──────── DATA FOR THIS EXERCISE

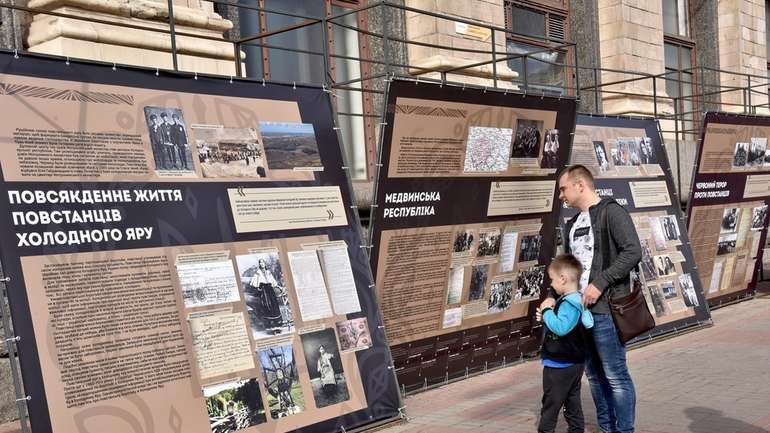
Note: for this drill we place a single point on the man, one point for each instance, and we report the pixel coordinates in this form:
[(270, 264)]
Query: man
[(179, 138), (156, 140), (605, 274)]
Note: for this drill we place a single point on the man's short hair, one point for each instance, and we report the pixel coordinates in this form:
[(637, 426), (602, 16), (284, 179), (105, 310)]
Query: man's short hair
[(578, 172), (568, 264)]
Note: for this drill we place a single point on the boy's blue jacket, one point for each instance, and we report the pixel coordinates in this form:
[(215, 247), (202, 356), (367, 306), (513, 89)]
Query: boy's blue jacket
[(570, 311)]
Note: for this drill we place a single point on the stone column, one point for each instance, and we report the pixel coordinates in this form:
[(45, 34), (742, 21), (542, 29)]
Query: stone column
[(631, 38), (742, 49), (444, 32), (109, 42), (11, 26)]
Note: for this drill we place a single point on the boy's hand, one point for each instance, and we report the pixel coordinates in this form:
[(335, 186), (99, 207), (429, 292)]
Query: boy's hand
[(591, 295)]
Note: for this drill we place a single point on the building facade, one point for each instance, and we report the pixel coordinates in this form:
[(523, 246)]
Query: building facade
[(672, 59)]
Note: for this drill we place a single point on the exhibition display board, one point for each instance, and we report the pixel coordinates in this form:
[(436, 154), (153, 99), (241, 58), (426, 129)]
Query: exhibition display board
[(463, 225), (728, 205), (630, 165), (183, 255)]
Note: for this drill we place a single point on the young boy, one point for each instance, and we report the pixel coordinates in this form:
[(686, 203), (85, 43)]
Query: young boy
[(564, 347)]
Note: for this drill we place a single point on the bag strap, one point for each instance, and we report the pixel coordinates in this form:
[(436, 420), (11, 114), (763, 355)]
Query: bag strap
[(605, 238)]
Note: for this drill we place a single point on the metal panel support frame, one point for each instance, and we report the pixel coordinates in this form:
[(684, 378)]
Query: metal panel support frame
[(11, 341)]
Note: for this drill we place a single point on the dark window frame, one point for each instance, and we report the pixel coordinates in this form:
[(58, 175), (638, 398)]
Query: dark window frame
[(689, 43), (547, 8), (370, 137)]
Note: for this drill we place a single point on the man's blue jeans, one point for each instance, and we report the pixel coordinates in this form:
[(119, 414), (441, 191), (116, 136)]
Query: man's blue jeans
[(611, 386)]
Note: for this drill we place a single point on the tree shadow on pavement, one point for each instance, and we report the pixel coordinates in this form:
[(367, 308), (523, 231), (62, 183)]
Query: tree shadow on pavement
[(708, 420)]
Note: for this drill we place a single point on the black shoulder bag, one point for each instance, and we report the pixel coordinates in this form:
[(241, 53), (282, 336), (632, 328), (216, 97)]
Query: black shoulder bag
[(630, 312)]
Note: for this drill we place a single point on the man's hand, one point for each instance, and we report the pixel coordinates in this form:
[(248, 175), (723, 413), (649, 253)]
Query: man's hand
[(590, 295)]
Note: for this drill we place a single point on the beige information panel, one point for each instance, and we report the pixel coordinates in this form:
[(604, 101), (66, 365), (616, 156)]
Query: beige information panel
[(159, 226), (514, 198), (268, 209), (458, 277), (434, 138), (159, 345), (757, 185), (653, 193)]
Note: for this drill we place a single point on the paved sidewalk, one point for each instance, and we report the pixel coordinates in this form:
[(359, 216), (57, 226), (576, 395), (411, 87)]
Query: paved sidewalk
[(715, 380)]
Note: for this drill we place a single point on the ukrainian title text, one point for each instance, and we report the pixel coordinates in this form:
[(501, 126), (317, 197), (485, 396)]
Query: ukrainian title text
[(407, 198), (82, 216)]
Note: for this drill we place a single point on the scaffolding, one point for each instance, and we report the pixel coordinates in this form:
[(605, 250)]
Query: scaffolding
[(677, 99)]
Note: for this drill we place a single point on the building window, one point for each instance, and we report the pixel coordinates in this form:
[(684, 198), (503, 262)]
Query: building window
[(536, 27), (297, 55), (679, 51), (676, 18)]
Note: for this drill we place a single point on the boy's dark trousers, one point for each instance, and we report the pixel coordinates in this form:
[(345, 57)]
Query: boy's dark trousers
[(561, 388)]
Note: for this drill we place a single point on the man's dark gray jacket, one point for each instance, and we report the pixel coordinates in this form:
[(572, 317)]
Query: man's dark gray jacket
[(610, 270)]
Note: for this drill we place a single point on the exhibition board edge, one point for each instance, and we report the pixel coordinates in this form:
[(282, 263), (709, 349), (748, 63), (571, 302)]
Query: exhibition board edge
[(750, 292), (668, 330), (386, 133), (31, 355)]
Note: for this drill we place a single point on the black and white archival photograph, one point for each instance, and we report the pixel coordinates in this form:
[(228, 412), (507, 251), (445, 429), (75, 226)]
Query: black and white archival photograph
[(665, 265), (234, 406), (757, 152), (758, 217), (623, 152), (327, 377), (526, 143), (726, 244), (647, 264), (479, 275), (169, 138), (669, 227), (354, 334), (528, 284), (281, 380), (730, 218), (688, 290), (208, 283), (668, 289), (230, 152), (530, 248), (463, 241), (646, 153), (615, 155), (500, 296), (656, 226), (487, 149), (489, 242), (601, 156), (633, 151), (264, 288), (290, 146), (741, 154), (658, 300), (551, 149)]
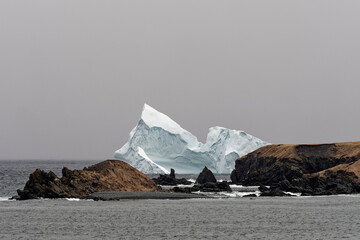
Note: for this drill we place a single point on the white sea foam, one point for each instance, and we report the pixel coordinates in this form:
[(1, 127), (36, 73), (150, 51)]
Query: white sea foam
[(5, 199), (293, 194), (73, 199)]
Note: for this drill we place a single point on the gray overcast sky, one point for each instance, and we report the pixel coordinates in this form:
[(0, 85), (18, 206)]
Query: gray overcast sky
[(74, 75)]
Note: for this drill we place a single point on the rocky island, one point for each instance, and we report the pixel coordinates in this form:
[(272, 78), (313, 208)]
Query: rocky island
[(318, 169), (109, 175)]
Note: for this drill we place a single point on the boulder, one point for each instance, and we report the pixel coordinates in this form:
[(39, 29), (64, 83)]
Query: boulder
[(206, 176), (171, 180), (109, 175)]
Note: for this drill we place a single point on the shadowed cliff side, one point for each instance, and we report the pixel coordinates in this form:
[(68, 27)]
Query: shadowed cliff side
[(109, 175), (320, 169)]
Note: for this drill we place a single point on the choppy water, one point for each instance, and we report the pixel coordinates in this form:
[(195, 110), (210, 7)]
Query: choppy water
[(330, 217)]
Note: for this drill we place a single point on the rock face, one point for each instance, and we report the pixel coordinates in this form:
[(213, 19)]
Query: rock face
[(171, 180), (206, 176), (109, 175), (321, 169)]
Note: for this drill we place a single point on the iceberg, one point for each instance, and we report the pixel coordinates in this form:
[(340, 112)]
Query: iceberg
[(158, 143)]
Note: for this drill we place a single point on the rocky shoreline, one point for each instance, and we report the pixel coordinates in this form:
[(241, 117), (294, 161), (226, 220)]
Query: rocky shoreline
[(115, 196), (279, 170), (319, 169)]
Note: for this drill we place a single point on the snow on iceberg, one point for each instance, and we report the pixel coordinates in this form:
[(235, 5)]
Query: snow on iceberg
[(158, 143)]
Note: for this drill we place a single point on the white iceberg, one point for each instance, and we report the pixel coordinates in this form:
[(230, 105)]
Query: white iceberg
[(158, 143)]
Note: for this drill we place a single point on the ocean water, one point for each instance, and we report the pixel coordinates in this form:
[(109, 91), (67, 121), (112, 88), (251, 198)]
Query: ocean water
[(328, 217)]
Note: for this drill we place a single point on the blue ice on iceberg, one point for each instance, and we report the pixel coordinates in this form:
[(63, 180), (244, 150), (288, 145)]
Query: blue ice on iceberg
[(158, 143)]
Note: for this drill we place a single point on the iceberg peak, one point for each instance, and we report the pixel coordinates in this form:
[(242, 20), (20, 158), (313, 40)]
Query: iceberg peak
[(158, 143), (154, 118)]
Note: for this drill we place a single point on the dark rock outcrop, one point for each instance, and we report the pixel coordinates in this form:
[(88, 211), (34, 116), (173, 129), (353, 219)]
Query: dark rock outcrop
[(109, 175), (206, 176), (171, 180), (322, 169), (206, 187)]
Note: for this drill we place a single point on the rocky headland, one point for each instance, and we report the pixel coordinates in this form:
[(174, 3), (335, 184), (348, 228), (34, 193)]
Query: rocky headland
[(109, 175), (317, 169)]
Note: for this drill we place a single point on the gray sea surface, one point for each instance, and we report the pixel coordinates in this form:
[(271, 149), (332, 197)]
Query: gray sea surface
[(325, 217)]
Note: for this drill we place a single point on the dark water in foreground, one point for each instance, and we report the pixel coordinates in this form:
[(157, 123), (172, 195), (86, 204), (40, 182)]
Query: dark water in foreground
[(330, 217)]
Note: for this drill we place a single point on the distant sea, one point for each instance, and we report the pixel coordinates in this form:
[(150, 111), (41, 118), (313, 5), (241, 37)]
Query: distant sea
[(325, 217)]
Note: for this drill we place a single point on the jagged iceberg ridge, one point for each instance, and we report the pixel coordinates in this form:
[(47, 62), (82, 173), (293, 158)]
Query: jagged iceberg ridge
[(158, 143)]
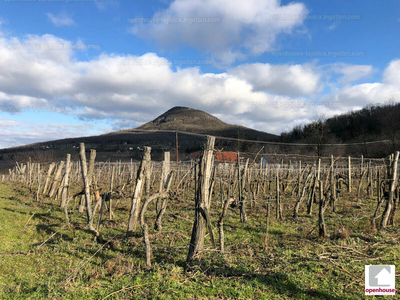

────────────────

> [DIRECTIONS]:
Copy the records from the line containing "on the shadowed" through the line containing "[(328, 217)]", including both of those lines.

> [RESPONSE TO THIS EXERCISE]:
Note: for this drill we place a single point on the shadowed cliff side, one point for each instance, and we report the pixel coordinates in this form:
[(68, 27)]
Query: shadowed cliff side
[(109, 175), (320, 169)]
Note: for this drill we place a single point on the choppy water, one point for each instance, and we report the pixel coordinates in this form:
[(195, 110), (210, 7)]
Query: choppy water
[(330, 217)]
Note: for this drill we place a single point on the rock face, one point for each instance, and we report the pixel coordinates in this form:
[(213, 19)]
Query: rock face
[(171, 180), (206, 176), (109, 175), (321, 169)]
Note: for this drill we place a single point on the iceberg, one point for each instance, and we report the pixel coordinates in this form:
[(340, 112)]
Query: iceberg
[(158, 143)]
Note: for this drill we place a single point on the rocky shoreline, one point for each instance, and we report the pixel coordinates in this form:
[(241, 117), (294, 161), (226, 220)]
Query: rocky shoreline
[(115, 196), (279, 170), (319, 169)]
Note: for this drill we place a single point on the snow on iceberg, one point for each instance, and we report the pixel coordinates in this form:
[(235, 5)]
Query: snow on iceberg
[(158, 143)]
Note: for this drill we place a single point on the white iceberg, one point for each instance, and we report the pixel coordinates in this form:
[(230, 105)]
Query: white iceberg
[(158, 143)]
Note: for this drill we place a single point on the ocean water, one point for each instance, and we report the pixel coordinates in this form:
[(109, 91), (67, 121), (112, 88), (251, 198)]
Query: ocean water
[(328, 217)]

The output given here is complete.